What is expected: Return only the lines starting at the line that contains "Identify a point on every instance of the river in" and ending with the final line of the listing; include both endpoints.

Records for the exercise:
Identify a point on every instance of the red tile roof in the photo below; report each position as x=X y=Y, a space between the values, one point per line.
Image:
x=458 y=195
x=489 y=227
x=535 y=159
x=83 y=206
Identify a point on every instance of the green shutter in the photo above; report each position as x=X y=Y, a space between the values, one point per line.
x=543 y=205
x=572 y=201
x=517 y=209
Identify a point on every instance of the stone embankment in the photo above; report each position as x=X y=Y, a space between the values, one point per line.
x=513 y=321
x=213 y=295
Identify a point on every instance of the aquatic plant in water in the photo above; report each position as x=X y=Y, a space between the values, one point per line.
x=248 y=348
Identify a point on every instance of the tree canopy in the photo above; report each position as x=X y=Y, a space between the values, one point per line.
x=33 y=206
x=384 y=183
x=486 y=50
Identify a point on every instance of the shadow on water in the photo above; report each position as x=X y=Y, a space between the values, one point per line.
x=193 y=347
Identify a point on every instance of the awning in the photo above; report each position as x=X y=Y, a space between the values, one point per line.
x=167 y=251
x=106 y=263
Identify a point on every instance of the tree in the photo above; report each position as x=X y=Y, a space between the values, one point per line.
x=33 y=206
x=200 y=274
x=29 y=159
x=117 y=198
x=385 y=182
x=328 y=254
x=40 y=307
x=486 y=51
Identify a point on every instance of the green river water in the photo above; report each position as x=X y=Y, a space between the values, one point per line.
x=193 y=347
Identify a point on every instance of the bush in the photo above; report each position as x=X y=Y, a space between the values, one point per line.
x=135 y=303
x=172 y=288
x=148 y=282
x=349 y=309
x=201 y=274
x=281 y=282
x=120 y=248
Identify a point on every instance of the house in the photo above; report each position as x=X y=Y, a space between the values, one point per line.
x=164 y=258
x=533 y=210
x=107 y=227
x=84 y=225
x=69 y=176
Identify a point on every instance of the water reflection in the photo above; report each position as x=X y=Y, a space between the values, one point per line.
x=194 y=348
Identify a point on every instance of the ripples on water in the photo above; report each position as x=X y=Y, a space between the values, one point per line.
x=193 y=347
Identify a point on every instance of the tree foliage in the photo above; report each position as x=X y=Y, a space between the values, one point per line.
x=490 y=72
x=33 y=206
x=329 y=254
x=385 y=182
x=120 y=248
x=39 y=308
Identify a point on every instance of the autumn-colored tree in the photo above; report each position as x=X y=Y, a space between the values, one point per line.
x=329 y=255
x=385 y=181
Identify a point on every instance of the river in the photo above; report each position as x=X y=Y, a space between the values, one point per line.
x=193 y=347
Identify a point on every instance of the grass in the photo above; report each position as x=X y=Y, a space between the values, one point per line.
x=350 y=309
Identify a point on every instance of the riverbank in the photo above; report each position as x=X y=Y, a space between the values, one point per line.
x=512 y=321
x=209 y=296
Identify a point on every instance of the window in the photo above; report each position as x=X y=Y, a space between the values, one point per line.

Response:
Identify a point on every instance of the river in the photo above; report each position as x=X y=Y, a space between the values, one point per line.
x=193 y=347
Identify a point on every instance of the grass in the photo above; report each position as x=X y=Y, a space between the values, one point per line.
x=350 y=309
Identify a point on every instance of the riverbank in the photo above; report each position as x=X y=Y, a space between the values, one point per line.
x=512 y=321
x=209 y=296
Identify a point on every instance of the window in the photo above; report each position as x=X y=Y, a space between the values, one point per line.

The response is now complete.